[Dataset entries]
----------------------------------------

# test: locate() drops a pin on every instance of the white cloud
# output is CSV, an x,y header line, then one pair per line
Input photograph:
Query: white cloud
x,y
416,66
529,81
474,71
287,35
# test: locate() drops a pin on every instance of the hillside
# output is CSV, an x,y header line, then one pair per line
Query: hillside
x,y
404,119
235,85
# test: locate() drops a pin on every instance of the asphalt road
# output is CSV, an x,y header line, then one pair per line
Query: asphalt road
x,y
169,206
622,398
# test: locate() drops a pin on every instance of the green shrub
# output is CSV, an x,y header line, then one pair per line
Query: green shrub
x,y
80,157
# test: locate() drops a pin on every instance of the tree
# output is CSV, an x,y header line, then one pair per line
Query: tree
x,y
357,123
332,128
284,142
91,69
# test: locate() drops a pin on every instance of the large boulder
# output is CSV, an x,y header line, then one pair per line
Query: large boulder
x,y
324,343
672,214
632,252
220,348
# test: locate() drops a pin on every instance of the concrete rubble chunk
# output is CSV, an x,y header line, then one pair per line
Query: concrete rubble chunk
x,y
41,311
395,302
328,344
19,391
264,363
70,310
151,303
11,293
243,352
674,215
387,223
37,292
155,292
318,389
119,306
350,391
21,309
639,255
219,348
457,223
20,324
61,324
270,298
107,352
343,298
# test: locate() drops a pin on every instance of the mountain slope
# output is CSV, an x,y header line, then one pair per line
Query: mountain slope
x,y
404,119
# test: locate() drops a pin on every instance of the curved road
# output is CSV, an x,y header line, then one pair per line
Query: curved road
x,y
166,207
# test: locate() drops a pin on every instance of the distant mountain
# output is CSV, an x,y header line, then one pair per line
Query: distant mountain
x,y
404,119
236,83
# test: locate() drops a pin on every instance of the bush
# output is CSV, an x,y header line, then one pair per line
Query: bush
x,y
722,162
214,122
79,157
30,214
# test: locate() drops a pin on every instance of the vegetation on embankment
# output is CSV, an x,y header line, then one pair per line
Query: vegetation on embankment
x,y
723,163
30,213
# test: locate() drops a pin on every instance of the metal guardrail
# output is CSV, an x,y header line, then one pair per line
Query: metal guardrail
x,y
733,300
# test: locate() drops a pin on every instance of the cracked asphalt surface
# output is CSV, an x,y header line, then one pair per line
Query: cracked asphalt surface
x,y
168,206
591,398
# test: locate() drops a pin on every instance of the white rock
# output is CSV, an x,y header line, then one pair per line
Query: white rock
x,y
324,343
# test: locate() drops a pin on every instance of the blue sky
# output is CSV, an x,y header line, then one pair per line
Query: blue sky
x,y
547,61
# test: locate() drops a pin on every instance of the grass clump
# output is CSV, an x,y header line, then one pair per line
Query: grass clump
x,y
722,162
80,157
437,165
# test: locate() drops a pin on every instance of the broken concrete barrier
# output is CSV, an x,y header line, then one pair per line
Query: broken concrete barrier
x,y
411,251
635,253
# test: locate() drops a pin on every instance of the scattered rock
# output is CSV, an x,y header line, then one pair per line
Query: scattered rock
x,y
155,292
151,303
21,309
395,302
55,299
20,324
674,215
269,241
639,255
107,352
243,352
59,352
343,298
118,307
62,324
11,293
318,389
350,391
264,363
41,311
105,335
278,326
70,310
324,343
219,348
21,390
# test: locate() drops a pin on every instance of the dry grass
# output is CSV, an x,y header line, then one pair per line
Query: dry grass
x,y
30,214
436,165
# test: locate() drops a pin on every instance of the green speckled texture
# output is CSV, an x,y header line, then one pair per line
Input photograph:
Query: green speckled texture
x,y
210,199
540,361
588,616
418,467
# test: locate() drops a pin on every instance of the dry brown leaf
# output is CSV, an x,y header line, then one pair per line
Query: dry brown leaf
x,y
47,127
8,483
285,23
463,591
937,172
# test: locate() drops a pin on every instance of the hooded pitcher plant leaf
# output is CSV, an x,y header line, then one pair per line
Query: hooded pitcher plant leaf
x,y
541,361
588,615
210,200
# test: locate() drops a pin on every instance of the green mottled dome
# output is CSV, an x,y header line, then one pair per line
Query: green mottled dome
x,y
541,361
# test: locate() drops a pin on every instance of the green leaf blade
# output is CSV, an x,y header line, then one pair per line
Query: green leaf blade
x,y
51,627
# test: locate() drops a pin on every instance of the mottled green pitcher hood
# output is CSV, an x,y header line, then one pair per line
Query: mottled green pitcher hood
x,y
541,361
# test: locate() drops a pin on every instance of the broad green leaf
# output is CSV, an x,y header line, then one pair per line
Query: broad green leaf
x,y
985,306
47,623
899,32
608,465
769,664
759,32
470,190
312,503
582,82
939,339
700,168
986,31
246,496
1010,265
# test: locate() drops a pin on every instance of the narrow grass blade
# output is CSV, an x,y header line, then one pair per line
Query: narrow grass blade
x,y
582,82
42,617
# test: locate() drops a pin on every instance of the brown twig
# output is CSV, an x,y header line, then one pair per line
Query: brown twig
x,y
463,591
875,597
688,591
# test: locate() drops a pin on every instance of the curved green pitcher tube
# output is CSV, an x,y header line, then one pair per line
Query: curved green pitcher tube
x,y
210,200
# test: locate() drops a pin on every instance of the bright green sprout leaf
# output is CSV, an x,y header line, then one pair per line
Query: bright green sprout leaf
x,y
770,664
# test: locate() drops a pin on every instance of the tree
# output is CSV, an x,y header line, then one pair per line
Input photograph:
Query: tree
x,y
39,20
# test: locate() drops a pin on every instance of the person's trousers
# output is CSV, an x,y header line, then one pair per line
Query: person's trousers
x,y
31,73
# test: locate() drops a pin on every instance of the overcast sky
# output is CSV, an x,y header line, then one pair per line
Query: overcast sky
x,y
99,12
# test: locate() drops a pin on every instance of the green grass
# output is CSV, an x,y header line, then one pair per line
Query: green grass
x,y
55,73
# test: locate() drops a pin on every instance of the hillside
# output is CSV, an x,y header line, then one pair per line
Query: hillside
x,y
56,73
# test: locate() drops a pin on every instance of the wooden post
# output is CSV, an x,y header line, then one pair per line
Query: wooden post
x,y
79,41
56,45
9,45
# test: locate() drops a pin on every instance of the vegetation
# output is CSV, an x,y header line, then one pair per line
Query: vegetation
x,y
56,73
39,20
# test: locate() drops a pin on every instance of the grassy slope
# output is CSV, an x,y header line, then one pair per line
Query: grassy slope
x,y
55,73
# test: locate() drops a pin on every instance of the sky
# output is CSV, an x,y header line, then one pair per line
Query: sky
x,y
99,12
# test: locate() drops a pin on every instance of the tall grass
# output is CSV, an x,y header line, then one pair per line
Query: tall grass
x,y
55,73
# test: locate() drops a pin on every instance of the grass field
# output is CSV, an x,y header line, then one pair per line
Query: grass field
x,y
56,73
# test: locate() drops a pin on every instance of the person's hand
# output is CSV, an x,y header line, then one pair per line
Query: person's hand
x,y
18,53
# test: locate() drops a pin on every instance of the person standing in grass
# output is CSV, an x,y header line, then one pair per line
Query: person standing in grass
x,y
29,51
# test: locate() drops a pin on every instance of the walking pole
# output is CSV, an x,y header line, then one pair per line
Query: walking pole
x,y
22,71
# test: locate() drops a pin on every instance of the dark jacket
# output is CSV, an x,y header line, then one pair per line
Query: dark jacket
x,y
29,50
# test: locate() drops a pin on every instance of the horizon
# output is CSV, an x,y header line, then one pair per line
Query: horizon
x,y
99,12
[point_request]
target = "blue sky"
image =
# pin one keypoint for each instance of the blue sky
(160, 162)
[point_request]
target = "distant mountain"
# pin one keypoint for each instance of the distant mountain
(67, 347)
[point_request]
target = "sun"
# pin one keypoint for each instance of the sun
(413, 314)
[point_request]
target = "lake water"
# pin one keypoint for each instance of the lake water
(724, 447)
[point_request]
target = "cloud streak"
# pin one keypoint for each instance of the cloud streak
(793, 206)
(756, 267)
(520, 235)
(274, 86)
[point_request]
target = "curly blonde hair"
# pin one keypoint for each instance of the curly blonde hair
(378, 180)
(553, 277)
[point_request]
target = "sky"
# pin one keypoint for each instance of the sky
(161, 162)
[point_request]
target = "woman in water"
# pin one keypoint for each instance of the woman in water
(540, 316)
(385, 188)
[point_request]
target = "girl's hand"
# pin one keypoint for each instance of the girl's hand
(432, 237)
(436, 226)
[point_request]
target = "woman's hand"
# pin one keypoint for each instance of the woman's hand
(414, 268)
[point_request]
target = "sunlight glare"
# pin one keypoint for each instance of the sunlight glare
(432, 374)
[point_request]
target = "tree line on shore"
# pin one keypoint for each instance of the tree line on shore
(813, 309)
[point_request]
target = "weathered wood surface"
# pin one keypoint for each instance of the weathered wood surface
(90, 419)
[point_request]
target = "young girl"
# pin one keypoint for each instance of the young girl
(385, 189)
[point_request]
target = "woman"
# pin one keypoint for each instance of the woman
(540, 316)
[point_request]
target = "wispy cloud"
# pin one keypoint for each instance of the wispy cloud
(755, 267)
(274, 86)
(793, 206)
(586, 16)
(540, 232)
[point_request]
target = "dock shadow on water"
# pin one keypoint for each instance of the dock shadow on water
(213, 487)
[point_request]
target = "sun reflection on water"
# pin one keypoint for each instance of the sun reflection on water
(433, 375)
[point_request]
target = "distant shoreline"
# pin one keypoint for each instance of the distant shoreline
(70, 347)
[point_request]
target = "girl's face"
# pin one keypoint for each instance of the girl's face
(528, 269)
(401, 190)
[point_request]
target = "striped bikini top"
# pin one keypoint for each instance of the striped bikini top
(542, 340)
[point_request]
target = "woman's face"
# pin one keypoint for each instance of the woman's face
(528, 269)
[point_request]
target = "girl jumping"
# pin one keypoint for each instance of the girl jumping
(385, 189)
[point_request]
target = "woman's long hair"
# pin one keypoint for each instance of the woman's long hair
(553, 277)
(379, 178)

----------------------------------------

Scan the records above for the lines holding "the hooded pitcher plant leaf" and "the narrow grass blade". Transcribe those two and every line between them word for word, and no others.

= RESPONSE BOX =
# test: locate() drops a pin on every instance of the hooded pitcher plant leaf
# output is CSV, an x,y header line, then one pair per line
Query: hooded pitcher plant leaf
x,y
541,361
588,615
210,200
# test: locate() drops a pin on every instance of the green mottled dome
# output is CSV, an x,y header line, then one pair per line
Query: green mottled dome
x,y
541,361
# test: locate() drops a pin on every instance of the green leaf blade
# output is CSV, an x,y header line, then one pair per line
Query: green leaf blade
x,y
51,627
# test: locate() drops a pin on every instance of the mottled green pitcher hood
# output is CSV, an x,y header line, then one pair per line
Query: mottled green pitcher hood
x,y
541,361
# test: locate() drops a pin on every instance of the broad green leaf
# output is CSV, an x,y header line, then one pair per line
Query: broad green leaf
x,y
985,306
47,623
899,32
608,465
769,664
759,32
470,190
312,503
582,82
939,339
700,168
986,31
246,496
1010,265
# test: locate() drops a pin on every instance of the narrow grass blade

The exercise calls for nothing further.